##### EXCERPTED RECORDS #####
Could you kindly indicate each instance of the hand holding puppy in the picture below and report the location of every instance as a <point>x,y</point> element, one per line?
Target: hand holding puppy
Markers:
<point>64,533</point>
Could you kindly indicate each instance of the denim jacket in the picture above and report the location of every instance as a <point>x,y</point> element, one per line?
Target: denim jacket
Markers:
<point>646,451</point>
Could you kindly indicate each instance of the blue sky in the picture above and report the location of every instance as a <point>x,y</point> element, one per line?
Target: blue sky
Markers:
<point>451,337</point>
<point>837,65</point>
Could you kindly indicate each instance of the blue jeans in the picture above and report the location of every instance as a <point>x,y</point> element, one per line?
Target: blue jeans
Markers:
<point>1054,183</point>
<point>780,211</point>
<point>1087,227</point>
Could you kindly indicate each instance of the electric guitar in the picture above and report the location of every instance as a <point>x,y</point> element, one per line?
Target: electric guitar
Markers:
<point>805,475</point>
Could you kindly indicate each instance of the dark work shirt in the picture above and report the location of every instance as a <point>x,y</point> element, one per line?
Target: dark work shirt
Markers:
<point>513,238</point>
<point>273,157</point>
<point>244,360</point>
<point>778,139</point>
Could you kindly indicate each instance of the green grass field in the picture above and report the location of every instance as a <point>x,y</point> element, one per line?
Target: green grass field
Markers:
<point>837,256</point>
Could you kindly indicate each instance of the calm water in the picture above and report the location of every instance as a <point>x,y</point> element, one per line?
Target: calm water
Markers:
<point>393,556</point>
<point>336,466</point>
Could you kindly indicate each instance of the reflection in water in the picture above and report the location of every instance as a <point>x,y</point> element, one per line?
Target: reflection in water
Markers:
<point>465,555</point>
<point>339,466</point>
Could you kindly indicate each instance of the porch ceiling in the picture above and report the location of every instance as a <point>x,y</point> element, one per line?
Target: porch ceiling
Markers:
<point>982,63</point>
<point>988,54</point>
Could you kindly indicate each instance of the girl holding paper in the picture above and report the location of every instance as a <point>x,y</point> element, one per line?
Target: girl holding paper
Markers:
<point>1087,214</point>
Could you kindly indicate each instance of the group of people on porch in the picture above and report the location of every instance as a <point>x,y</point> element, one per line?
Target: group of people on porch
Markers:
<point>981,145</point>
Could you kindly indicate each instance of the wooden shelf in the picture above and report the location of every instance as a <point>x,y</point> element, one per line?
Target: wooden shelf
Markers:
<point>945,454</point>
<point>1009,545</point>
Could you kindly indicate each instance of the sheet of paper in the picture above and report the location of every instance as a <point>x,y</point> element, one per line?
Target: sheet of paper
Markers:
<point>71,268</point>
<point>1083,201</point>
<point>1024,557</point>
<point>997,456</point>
#####
◆ GOAL OF THE EXERCISE ◆
Return each line in the records that holds the string "sheet".

◆ WRITTEN SOLUTION ◆
Could you kindly indicate each instance of the sheet of paper in the picture above and report the location of every instance as a <point>x,y</point> element, one per line?
Target: sheet of paper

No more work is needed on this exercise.